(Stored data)

★ ★ ★ ★ ★ ★ ★

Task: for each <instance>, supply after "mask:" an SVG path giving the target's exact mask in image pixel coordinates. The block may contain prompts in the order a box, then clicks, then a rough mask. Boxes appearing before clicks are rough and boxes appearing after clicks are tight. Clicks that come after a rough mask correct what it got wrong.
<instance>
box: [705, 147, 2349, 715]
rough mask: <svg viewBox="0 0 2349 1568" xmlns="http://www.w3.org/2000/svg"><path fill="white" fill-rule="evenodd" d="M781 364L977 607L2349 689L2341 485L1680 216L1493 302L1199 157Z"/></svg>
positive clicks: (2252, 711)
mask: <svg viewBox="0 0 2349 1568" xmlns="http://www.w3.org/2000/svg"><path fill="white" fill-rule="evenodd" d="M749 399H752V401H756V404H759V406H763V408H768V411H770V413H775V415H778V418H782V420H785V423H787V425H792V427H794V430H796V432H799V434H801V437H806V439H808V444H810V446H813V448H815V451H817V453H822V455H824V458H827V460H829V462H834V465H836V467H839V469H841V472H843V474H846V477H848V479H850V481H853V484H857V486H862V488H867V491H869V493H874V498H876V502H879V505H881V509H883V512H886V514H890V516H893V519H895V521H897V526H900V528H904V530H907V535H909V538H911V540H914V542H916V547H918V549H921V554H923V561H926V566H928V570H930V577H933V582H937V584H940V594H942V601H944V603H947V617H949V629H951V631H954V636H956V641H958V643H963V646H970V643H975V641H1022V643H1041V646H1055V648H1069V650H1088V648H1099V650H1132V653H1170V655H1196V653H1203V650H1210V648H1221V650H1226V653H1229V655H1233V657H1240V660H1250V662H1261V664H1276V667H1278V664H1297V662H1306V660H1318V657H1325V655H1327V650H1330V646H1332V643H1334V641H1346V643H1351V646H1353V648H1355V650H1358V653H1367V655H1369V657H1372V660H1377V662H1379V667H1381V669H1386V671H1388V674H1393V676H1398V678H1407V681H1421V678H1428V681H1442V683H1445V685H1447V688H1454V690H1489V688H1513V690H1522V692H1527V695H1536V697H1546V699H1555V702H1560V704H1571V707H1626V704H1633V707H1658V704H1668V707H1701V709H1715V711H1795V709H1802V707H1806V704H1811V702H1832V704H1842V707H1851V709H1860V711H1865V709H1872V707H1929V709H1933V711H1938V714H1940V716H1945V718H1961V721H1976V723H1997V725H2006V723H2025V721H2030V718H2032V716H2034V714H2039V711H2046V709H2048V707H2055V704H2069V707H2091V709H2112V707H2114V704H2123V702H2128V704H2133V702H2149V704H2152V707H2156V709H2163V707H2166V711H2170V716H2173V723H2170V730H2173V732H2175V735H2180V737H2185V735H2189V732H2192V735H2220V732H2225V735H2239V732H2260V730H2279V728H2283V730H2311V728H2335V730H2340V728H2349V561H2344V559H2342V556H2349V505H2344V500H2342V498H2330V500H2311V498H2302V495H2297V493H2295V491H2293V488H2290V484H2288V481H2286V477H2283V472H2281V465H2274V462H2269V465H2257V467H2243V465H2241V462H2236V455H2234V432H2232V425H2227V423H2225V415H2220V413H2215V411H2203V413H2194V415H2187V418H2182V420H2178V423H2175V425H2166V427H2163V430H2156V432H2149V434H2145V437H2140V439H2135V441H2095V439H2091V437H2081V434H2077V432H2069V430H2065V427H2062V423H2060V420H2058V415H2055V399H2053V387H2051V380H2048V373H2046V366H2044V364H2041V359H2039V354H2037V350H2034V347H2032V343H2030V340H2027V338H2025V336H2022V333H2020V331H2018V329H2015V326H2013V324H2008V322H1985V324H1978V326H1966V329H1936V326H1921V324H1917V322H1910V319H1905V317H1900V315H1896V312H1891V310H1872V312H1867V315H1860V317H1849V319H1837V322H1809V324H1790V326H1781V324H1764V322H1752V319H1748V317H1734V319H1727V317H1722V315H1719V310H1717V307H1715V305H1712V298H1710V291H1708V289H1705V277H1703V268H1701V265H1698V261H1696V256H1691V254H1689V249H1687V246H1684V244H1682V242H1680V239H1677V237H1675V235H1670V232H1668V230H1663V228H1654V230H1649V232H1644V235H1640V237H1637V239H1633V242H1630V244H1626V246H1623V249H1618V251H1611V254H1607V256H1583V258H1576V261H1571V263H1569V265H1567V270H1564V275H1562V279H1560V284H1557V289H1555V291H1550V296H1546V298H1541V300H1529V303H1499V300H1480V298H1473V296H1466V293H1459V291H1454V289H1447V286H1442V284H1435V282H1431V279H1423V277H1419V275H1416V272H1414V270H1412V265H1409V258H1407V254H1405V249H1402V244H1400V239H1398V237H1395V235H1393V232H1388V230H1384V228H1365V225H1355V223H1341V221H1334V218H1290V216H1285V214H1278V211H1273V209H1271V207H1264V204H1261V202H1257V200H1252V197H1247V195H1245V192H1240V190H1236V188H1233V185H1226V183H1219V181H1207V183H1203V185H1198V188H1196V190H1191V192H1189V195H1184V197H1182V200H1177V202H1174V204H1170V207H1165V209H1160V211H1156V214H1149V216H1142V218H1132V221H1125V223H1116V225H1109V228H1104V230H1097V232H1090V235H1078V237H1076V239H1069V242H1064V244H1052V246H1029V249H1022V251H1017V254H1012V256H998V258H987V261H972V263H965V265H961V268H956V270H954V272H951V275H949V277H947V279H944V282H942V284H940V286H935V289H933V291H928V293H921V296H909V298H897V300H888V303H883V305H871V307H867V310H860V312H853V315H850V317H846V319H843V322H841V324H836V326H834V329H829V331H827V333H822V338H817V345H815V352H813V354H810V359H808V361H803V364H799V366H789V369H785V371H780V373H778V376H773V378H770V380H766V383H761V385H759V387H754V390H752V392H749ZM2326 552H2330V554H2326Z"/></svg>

★ ★ ★ ★ ★ ★ ★

**WHAT THE EXERCISE ASKS**.
Would you please give all of the entries above once more, exactly as they are?

**FINISHED EXERCISE**.
Task: for each <instance>, supply after "mask:" an SVG path giving the target's exact mask in image pixel coordinates. The block may contain prompts in the order a box, then clicks, then a rough mask. Boxes appearing before clicks are rough and boxes appearing after clicks are tight. Clicks that come after a rough mask correct what it got wrong.
<instance>
box: [705, 147, 2349, 715]
rough mask: <svg viewBox="0 0 2349 1568" xmlns="http://www.w3.org/2000/svg"><path fill="white" fill-rule="evenodd" d="M781 364L977 607L2349 689L2341 485L1680 216L1493 302L1199 157Z"/></svg>
positive clicks: (2252, 711)
mask: <svg viewBox="0 0 2349 1568" xmlns="http://www.w3.org/2000/svg"><path fill="white" fill-rule="evenodd" d="M749 399H752V401H756V404H759V406H763V408H768V411H770V413H775V415H778V418H782V420H785V423H787V425H792V427H794V430H796V432H799V434H801V437H806V439H808V444H810V446H813V448H815V451H817V453H822V455H824V458H827V460H829V462H834V465H836V467H839V469H841V472H843V474H846V477H848V479H850V481H853V484H857V486H862V488H867V491H869V493H874V498H876V502H879V505H881V509H883V512H886V514H890V516H893V519H895V521H897V526H900V528H904V530H907V535H909V538H911V540H914V542H916V547H918V549H921V554H923V561H926V566H928V570H930V577H933V582H937V584H940V594H942V601H944V603H947V617H949V629H951V631H954V636H956V641H958V643H963V646H970V643H975V641H1022V643H1041V646H1055V648H1069V650H1088V648H1099V650H1132V653H1170V655H1196V653H1203V650H1210V648H1221V650H1226V653H1229V655H1233V657H1240V660H1250V662H1261V664H1276V667H1278V664H1297V662H1306V660H1318V657H1325V655H1327V650H1330V646H1332V643H1334V641H1346V643H1351V646H1353V648H1355V650H1358V653H1367V655H1369V657H1372V660H1377V662H1379V667H1381V669H1386V671H1388V674H1393V676H1398V678H1407V681H1421V678H1428V681H1442V683H1445V685H1447V688H1454V690H1489V688H1513V690H1522V692H1527V695H1536V697H1546V699H1555V702H1560V704H1571V707H1626V704H1633V707H1658V704H1668V707H1701V709H1715V711H1795V709H1802V707H1806V704H1811V702H1832V704H1842V707H1851V709H1860V711H1865V709H1872V707H1929V709H1933V711H1938V714H1940V716H1945V718H1961V721H1976V723H1997V725H2006V723H2025V721H2030V718H2032V716H2034V714H2039V711H2046V709H2048V707H2055V704H2069V707H2091V709H2112V707H2114V704H2123V702H2128V704H2133V702H2149V704H2152V707H2156V709H2163V707H2166V711H2170V716H2173V723H2170V730H2173V732H2175V735H2180V737H2185V735H2189V732H2192V735H2220V732H2225V735H2239V732H2260V730H2279V728H2283V730H2311V728H2335V730H2340V728H2349V561H2344V559H2342V556H2349V505H2344V500H2342V498H2330V500H2311V498H2302V495H2297V493H2295V491H2293V488H2290V484H2288V481H2286V477H2283V472H2281V465H2274V462H2269V465H2257V467H2243V465H2241V462H2236V455H2234V432H2232V425H2227V423H2225V415H2220V413H2215V411H2203V413H2194V415H2187V418H2182V420H2178V423H2175V425H2166V427H2163V430H2156V432H2149V434H2145V437H2140V439H2135V441H2095V439H2091V437H2081V434H2077V432H2069V430H2065V427H2062V423H2060V420H2058V415H2055V399H2053V387H2051V380H2048V373H2046V366H2044V364H2041V359H2039V354H2037V350H2034V347H2032V343H2030V340H2027V338H2025V336H2022V333H2020V331H2018V329H2015V326H2013V324H2008V322H1985V324H1978V326H1966V329H1936V326H1921V324H1917V322H1910V319H1905V317H1900V315H1896V312H1891V310H1872V312H1867V315H1860V317H1849V319H1837V322H1809V324H1790V326H1781V324H1764V322H1752V319H1748V317H1734V319H1727V317H1722V315H1719V310H1717V307H1715V305H1712V298H1710V291H1708V289H1705V277H1703V268H1701V265H1698V261H1696V256H1691V254H1689V249H1687V246H1684V244H1682V242H1680V239H1677V237H1675V235H1670V232H1668V230H1663V228H1654V230H1649V232H1644V235H1640V237H1637V239H1633V242H1630V244H1626V246H1623V249H1618V251H1611V254H1607V256H1583V258H1576V261H1571V263H1569V265H1567V270H1564V275H1562V279H1560V284H1557V289H1555V291H1550V296H1546V298H1541V300H1529V303H1499V300H1480V298H1473V296H1466V293H1459V291H1454V289H1447V286H1442V284H1435V282H1431V279H1423V277H1419V275H1416V272H1414V270H1412V265H1409V258H1407V254H1405V249H1402V244H1400V239H1398V237H1395V235H1393V232H1388V230H1384V228H1365V225H1355V223H1341V221H1334V218H1290V216H1285V214H1278V211H1273V209H1271V207H1264V204H1261V202H1257V200H1252V197H1247V195H1245V192H1240V190H1236V188H1233V185H1226V183H1219V181H1207V183H1203V185H1198V188H1196V190H1191V192H1189V195H1184V197H1182V200H1177V202H1174V204H1170V207H1165V209H1160V211H1156V214H1149V216H1142V218H1132V221H1125V223H1116V225H1109V228H1104V230H1097V232H1090V235H1078V237H1076V239H1069V242H1064V244H1052V246H1029V249H1022V251H1017V254H1012V256H998V258H987V261H972V263H965V265H961V268H956V270H954V272H951V275H949V277H947V279H944V282H942V284H940V286H935V289H933V291H928V293H921V296H909V298H897V300H888V303H883V305H871V307H867V310H860V312H853V315H850V317H846V319H843V322H841V324H836V326H834V329H829V331H827V333H822V338H817V345H815V352H813V354H810V359H808V361H803V364H799V366H789V369H785V371H780V373H778V376H773V378H770V380H766V383H761V385H759V387H754V390H752V392H749ZM2326 552H2330V554H2326Z"/></svg>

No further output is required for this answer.